**Source**
I invited a friend who is an academic at a US college to write a guest piece for you about what woke universities are like from the inside. Enjoy and please share if you do!
A lot has been written about how universities are too “woke”, often focusing on the most sensational stories, like people getting suspended for saying a Chinese word in a lecture on…(gasp)...communicating in Chinese, or the students (and some faculty) chanting Hamas talking points and explaining how they are an extension of “queer feminist” epistemology (because we all know how much Hamas loves queers and women), or Halloween costumes and their discontents. These stories are risible and worth telling, and don’t get me wrong, I could share a few of my own.
But let me share an inside account of what I think is far worse, and far less appreciated, about woke academia: it is driving some of its best faculty, students, and staff to the exits. Since 2020, my department has lost roughly a third of its faculty members. I have had conversations with numerous top staffers who are leaving or actively planning to leave. Enrollment is crashing nationally, especially among young men who increasingly reject woke politics. In most cases, people aren’t leaving because of cancellation threats, or antisemitism, or sillier things like Halloween costume controversies. My university is actually pretty good on free speech, and hasn’t had too much antisemitism, aside from one incident that resolved quickly.

**Things to do**
[1] According to the guest piece on woke academia, how much of the author's department has been lost since 2020?
[2] Transcribe everything in the guest piece on woke academia from "I invited a" down to "share if you do!".
[3] Pick up the guest piece on woke academia after its final sentence and keep writing it.

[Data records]

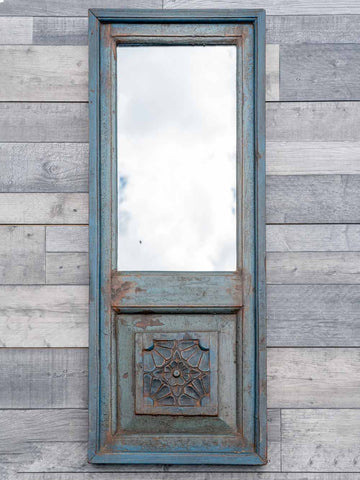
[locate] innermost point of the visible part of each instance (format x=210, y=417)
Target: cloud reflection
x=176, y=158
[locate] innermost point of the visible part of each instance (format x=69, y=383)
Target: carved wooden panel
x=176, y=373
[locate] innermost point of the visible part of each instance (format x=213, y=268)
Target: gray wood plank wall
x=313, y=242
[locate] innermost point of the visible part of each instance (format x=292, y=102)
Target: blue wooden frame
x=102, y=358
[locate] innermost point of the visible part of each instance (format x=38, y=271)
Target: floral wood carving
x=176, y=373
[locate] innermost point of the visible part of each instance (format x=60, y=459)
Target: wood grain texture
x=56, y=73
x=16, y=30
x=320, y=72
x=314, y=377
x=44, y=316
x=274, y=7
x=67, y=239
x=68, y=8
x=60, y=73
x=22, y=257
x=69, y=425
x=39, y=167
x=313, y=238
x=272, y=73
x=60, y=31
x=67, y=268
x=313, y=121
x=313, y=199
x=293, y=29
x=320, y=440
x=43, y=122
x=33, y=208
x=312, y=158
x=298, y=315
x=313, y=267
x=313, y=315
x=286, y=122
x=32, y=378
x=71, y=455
==
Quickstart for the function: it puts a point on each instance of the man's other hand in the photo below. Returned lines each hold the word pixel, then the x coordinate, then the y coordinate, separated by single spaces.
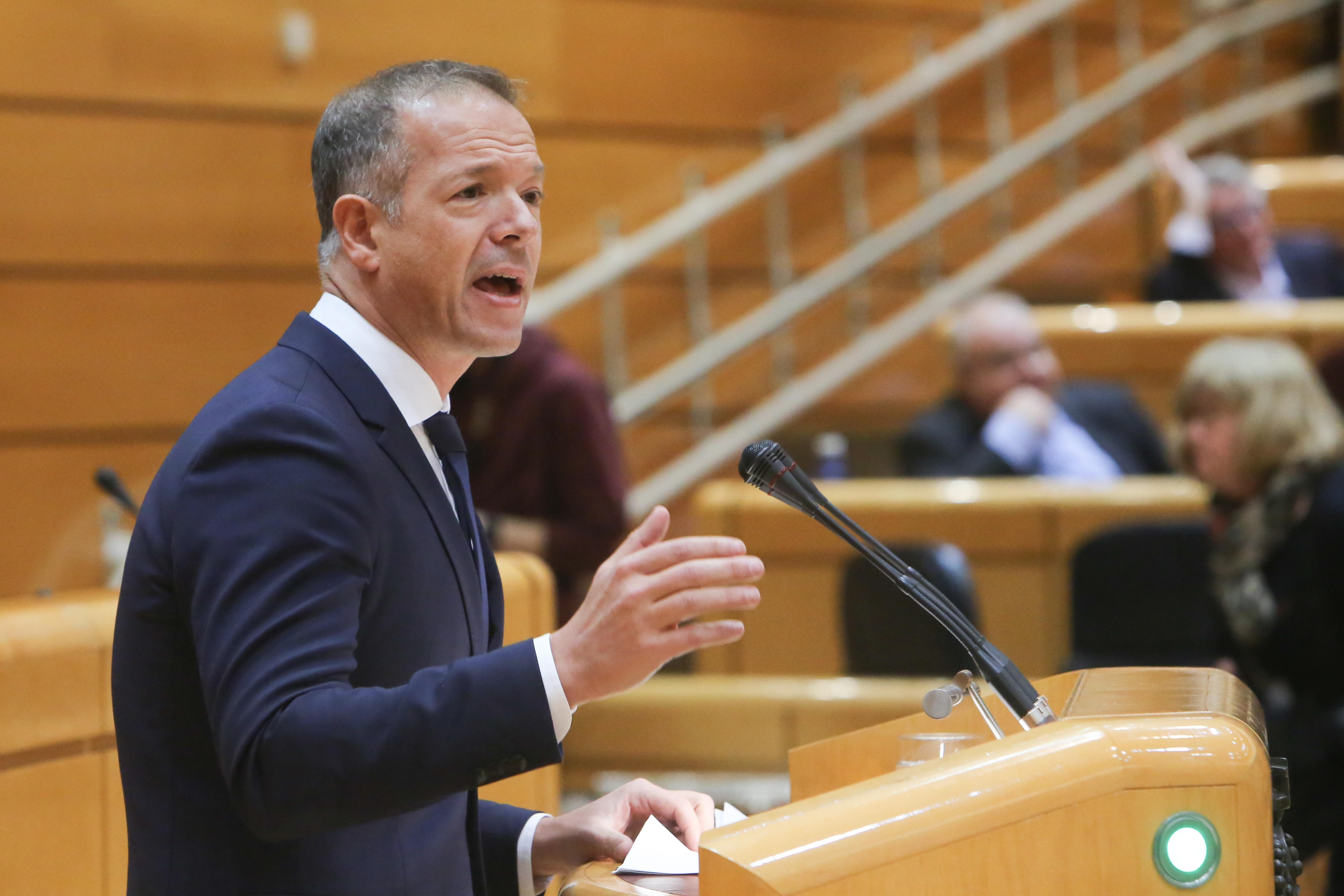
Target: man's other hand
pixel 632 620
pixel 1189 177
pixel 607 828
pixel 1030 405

**Task responses**
[1] Roughly a third of its faculty members.

[2]
I invited a friend who is an academic at a US college to write a guest piece for you about what woke universities are like from the inside. Enjoy and please share if you do!

[3]
Instead, people are leaving because woke universities have become demoralizing to work and learn at, on a day-to-day basis. They’re demoralizing for three reasons.
First, they’re not serious. For example, a top staffer was telling me the other day about a campus-level outreach strategy meeting, where on the subject of how to recruit more students of color, one of the main talking points in the room was that there wasn’t even a point in trying to recruit more students of color until the campus works on its racism (in vague, undefined ways). In contrast, a few days later, we visited a much poorer regional school. They were situated in a conservative part of the state, and so did not talk about DEI. Instead, their outreach strategy for recruiting disadvantaged students included keeping costs down, adding degree programs in skilled trades, emphasizing shared unifying values like love, humility and courage, and sending their president to disadvantaged schools to tell students about these initiatives and values. Their enrollment from disadvantaged parts of the state has skyrocketed, they told us. It’s not actually that hard, if you’re serious.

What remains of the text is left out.